(Records from a dataset)
--------------------------------------------------
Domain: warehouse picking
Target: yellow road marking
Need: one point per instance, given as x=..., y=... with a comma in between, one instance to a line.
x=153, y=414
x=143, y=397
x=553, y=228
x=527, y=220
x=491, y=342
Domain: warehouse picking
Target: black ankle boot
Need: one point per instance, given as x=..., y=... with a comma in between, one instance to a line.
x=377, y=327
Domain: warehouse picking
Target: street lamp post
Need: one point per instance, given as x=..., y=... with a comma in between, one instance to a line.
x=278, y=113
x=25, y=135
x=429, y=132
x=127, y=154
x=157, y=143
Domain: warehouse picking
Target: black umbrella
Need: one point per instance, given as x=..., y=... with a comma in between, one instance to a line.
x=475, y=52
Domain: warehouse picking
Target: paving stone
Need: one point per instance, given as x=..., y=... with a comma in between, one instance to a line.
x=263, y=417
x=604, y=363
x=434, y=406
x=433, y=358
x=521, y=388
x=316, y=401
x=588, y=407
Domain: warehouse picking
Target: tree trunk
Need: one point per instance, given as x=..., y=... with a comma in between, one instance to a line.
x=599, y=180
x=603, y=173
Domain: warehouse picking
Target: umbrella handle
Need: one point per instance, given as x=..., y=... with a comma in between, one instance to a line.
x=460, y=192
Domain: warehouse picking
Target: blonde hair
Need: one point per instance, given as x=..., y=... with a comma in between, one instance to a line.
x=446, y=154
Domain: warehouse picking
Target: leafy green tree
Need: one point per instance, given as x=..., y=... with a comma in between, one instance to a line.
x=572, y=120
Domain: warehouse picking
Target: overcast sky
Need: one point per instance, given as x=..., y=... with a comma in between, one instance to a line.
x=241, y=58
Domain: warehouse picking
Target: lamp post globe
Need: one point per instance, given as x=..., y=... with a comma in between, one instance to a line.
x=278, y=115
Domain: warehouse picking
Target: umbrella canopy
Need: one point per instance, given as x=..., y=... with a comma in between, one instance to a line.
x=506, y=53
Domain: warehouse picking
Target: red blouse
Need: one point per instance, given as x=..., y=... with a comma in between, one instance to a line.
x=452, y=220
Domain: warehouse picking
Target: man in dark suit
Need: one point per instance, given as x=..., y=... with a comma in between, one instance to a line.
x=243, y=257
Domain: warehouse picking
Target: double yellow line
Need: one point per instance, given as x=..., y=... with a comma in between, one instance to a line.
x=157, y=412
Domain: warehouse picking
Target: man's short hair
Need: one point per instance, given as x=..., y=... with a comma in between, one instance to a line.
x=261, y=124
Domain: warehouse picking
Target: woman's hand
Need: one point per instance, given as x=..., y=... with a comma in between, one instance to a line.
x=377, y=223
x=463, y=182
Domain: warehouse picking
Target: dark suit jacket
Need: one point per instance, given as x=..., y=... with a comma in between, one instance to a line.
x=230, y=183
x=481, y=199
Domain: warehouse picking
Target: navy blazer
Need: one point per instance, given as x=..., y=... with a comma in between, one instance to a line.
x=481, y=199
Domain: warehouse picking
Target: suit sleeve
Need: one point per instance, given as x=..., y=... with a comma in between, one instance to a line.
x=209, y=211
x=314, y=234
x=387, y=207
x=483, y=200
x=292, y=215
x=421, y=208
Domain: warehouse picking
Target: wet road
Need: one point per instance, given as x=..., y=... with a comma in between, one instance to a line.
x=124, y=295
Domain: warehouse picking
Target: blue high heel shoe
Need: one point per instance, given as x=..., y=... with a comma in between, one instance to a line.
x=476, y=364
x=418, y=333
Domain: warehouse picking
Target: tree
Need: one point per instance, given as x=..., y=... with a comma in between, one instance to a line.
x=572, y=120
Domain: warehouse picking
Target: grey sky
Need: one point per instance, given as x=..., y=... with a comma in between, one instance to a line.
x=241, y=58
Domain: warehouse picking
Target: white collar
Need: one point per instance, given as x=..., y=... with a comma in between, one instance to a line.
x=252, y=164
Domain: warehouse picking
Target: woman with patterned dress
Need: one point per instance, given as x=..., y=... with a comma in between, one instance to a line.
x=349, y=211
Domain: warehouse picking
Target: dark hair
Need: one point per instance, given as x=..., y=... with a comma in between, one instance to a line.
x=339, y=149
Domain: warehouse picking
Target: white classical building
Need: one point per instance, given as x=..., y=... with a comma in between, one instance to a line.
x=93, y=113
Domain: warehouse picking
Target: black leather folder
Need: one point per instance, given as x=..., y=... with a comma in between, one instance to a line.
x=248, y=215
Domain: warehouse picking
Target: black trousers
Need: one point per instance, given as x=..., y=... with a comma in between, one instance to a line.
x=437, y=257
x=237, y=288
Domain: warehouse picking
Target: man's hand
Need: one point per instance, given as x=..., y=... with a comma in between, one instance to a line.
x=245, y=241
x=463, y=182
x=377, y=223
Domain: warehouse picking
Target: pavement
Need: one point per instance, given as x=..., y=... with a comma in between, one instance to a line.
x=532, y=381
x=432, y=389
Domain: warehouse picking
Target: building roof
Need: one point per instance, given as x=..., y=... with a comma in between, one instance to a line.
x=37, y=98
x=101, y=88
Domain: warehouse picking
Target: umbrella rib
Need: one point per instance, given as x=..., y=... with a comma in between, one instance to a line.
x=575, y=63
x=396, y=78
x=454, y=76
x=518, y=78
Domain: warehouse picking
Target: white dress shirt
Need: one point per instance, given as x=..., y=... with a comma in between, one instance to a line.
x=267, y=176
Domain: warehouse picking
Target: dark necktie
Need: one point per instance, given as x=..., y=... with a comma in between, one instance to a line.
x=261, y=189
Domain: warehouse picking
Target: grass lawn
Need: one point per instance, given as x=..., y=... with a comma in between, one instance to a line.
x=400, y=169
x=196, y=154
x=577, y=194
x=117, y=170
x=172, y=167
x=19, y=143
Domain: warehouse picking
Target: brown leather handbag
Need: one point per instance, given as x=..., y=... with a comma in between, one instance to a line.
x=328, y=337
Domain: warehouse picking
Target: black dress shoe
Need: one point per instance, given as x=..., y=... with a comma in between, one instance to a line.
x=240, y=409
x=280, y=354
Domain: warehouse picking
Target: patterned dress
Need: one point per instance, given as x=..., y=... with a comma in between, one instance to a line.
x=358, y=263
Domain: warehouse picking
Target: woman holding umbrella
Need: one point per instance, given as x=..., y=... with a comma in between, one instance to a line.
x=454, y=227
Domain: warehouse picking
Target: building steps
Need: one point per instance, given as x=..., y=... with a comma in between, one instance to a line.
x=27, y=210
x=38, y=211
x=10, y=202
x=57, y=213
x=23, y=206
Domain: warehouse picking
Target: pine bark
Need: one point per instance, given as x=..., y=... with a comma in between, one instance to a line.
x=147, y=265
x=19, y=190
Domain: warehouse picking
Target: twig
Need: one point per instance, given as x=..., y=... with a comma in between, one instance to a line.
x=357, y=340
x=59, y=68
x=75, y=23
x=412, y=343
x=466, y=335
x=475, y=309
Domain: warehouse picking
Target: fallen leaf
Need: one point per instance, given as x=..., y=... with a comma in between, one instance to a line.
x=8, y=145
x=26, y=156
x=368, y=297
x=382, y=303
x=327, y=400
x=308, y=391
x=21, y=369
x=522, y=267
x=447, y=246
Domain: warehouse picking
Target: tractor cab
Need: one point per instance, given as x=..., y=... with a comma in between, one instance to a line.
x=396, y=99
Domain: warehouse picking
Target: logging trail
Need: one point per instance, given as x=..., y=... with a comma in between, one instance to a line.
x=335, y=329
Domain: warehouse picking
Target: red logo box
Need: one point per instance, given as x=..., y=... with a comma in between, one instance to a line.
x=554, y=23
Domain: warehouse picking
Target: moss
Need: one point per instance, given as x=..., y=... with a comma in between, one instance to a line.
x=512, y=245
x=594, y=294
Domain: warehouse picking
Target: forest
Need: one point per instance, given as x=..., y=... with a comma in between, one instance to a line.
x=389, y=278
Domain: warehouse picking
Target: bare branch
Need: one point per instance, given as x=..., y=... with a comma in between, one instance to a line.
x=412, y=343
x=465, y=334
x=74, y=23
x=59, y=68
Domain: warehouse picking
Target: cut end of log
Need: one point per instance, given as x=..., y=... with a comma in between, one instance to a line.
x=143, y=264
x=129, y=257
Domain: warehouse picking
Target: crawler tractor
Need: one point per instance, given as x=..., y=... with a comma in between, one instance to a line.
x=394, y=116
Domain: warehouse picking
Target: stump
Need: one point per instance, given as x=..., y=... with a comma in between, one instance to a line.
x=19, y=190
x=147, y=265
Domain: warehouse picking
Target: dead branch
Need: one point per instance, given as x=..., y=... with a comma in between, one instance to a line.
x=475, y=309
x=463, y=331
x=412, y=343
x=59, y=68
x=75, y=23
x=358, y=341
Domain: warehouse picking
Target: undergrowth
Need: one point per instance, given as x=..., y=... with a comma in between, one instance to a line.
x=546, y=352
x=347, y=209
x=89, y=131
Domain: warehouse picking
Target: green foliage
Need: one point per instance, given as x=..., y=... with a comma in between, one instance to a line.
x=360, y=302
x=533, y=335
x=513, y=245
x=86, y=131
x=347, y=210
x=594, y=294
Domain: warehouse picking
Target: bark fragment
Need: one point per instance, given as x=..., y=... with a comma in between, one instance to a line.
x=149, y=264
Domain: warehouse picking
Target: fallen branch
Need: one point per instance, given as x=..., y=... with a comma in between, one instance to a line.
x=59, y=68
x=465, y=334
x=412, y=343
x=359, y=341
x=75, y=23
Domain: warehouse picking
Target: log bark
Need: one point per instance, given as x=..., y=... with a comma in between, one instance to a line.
--------------------------------------------------
§ TASK GOAL:
Gather every line of the listing above that contains the word "lamp". Treat uppercase and lowercase letters as different.

§ RESULT:
Target: street lamp post
Target: lamp post globe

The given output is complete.